[Segmentation labeling items]
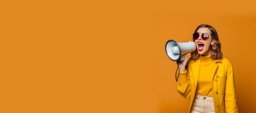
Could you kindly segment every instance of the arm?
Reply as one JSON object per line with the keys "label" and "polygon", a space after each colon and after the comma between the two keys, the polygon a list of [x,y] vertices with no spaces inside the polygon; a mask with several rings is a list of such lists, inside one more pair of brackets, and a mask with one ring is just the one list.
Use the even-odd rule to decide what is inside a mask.
{"label": "arm", "polygon": [[178,82],[177,90],[182,97],[188,98],[190,95],[189,77],[187,75],[187,71],[184,72],[180,72],[180,79]]}
{"label": "arm", "polygon": [[234,74],[230,63],[227,66],[226,77],[224,96],[226,112],[238,113]]}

SET TASK | Select every line in the rows above that contains the string "mask", matching case exactly.

OUTPUT OF THE EXERCISE |
Reply as one JSON object per line with the keys "label" and "polygon", a space after each colon and after the comma between the two keys, the polygon a list of [x,y] vertices with no spaces inside the polygon; a mask with several rings is a list of such lists, inside one more pair of brackets, and a mask with one ring is just the one list.
Use the even-odd rule to decide what is inside a mask.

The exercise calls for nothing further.